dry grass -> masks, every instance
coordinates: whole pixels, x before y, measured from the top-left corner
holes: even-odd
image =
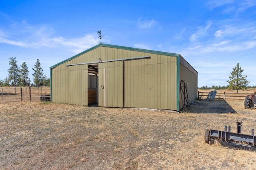
[[[241,101],[198,102],[181,113],[48,102],[1,103],[0,167],[255,169],[256,152],[209,145],[204,136],[206,129],[223,130],[225,125],[234,131],[237,119],[244,122],[243,133],[250,134],[255,128],[256,109],[245,109]],[[218,107],[230,107],[218,113]]]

→ **Short exercise**
Switch every occurrence of "top-left corner" in the entries above to "upper-left corner", and reproduce the lines otherwise unchanged. Omit the pictures from your answer.

→ **Exercise output**
dry grass -> masks, every instance
coordinates: whole pixels, x before y, measured from the upper-left corner
holes: even-odd
image =
[[[241,101],[198,102],[181,113],[48,102],[1,103],[0,167],[255,169],[256,152],[209,145],[204,136],[206,129],[223,130],[225,125],[234,131],[237,119],[244,122],[243,133],[250,134],[255,128],[256,109],[245,109]],[[218,107],[230,107],[218,113]]]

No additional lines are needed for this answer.